**Esercizio**.
Conta le righe dei dati qui sotto che contengono la parola "hand". Rispondi soltanto con il numero.

**Dati del dataset**.
——————————

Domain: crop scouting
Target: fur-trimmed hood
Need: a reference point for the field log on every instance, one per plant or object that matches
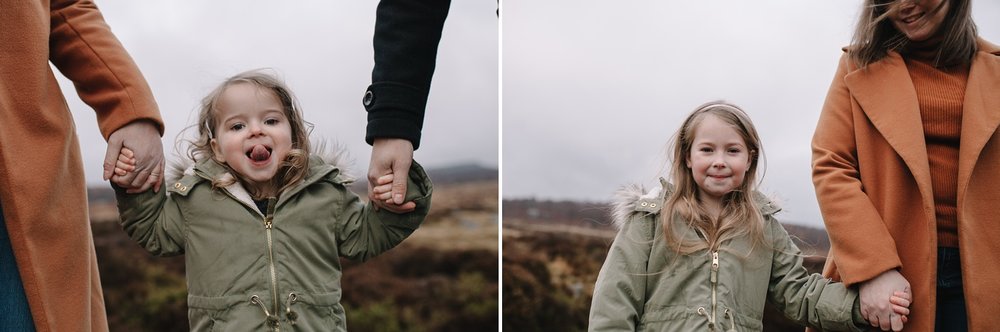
(634, 198)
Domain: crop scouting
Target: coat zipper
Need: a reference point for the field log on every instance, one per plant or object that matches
(268, 221)
(714, 279)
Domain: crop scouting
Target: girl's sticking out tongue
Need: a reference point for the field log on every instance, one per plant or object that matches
(259, 153)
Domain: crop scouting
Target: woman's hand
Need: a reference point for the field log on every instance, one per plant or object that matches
(875, 300)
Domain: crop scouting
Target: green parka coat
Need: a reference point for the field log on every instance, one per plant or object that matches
(645, 286)
(252, 270)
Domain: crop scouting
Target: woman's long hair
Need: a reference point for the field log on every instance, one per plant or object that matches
(740, 215)
(875, 36)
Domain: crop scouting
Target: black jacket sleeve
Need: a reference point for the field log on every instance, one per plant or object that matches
(407, 33)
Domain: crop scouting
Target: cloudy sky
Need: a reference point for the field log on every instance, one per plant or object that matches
(323, 49)
(593, 90)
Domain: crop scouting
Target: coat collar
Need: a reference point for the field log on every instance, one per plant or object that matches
(633, 198)
(885, 92)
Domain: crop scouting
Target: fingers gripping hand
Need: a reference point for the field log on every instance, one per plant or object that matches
(143, 139)
(391, 156)
(124, 165)
(381, 195)
(876, 304)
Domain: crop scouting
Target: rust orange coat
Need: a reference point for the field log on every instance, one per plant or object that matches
(42, 187)
(873, 182)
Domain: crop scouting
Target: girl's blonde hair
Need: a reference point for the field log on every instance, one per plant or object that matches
(740, 215)
(875, 35)
(294, 167)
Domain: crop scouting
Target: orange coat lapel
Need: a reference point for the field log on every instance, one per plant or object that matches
(981, 112)
(885, 93)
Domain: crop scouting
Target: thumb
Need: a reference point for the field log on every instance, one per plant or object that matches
(111, 156)
(400, 172)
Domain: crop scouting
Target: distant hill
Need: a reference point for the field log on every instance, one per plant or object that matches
(597, 215)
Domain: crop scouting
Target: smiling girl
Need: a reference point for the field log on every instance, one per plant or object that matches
(261, 222)
(704, 251)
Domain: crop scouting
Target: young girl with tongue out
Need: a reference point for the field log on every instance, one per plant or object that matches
(261, 221)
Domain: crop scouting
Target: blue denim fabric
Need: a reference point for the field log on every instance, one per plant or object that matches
(951, 314)
(14, 312)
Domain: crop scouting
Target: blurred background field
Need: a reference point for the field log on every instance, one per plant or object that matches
(442, 278)
(553, 251)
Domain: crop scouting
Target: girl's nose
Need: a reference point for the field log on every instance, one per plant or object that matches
(255, 128)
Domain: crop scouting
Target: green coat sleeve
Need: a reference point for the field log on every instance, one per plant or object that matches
(619, 295)
(362, 232)
(153, 220)
(809, 298)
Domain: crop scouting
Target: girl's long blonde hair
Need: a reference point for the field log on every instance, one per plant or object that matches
(740, 215)
(875, 35)
(293, 169)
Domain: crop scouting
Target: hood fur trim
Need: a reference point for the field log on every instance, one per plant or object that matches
(633, 198)
(626, 200)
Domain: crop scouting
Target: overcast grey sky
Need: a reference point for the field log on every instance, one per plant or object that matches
(593, 90)
(323, 49)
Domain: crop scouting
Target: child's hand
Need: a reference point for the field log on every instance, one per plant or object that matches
(382, 191)
(125, 164)
(901, 309)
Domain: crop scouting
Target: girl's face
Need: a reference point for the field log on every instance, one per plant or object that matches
(719, 159)
(919, 19)
(253, 135)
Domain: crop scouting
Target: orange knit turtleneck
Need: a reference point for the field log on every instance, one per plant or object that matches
(940, 94)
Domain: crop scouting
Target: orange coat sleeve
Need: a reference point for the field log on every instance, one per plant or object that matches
(85, 51)
(861, 245)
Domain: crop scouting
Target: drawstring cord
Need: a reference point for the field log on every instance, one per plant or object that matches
(732, 321)
(711, 322)
(271, 321)
(289, 313)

——————————

**Risposta qui sotto**.
3